Start of Input data

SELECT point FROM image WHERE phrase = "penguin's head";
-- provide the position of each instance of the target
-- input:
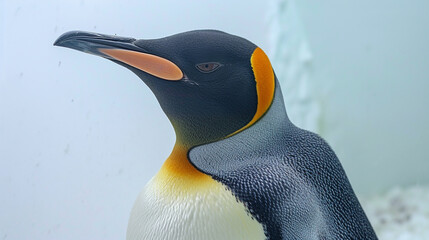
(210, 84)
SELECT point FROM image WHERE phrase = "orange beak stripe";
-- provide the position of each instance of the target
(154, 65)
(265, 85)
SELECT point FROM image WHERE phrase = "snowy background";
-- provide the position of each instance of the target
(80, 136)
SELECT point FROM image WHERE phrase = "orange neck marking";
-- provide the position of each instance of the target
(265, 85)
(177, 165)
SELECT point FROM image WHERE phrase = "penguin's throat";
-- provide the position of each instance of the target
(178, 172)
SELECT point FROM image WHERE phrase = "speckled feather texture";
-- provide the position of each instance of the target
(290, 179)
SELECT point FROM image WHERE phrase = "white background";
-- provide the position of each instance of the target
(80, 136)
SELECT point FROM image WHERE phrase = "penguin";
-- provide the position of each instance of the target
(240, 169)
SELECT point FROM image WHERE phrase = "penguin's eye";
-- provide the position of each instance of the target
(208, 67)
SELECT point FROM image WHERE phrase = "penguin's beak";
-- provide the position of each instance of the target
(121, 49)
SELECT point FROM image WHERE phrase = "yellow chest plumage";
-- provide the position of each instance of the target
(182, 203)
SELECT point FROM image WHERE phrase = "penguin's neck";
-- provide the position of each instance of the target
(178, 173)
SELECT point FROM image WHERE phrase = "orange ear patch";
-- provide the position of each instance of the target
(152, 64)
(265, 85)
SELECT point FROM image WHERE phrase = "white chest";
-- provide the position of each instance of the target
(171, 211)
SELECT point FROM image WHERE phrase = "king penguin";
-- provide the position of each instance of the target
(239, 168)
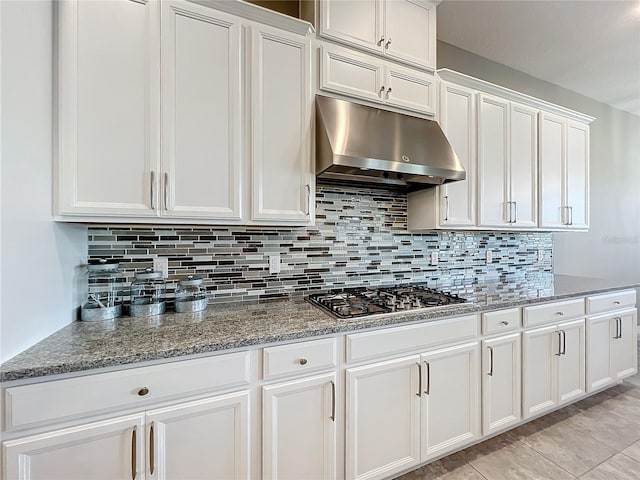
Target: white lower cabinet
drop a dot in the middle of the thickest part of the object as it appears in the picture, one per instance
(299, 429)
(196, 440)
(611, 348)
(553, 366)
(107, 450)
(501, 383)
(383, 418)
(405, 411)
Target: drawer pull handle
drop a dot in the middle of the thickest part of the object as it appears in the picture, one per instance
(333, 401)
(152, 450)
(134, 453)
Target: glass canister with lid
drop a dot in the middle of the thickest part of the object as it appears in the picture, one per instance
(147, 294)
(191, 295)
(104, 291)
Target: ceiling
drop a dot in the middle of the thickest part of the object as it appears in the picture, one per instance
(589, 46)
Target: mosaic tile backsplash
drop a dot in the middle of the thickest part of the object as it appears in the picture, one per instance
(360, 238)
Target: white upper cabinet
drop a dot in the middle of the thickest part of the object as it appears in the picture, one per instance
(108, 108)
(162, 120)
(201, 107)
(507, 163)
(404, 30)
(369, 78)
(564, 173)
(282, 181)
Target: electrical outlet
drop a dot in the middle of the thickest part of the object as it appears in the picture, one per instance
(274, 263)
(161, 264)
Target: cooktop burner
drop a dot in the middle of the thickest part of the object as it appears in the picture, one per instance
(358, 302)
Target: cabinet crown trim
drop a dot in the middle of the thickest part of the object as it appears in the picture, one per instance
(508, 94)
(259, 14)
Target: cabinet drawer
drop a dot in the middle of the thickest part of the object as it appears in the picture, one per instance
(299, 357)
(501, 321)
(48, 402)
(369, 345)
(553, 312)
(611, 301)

End of Input data

Problem statement
Within the data above, filter for lines containing the word "cabinet" and copy each one.

Reply
Target: white lower cabinet
Target: white upper cabinet
Target: cabinet crown trim
Target: cabinet drawer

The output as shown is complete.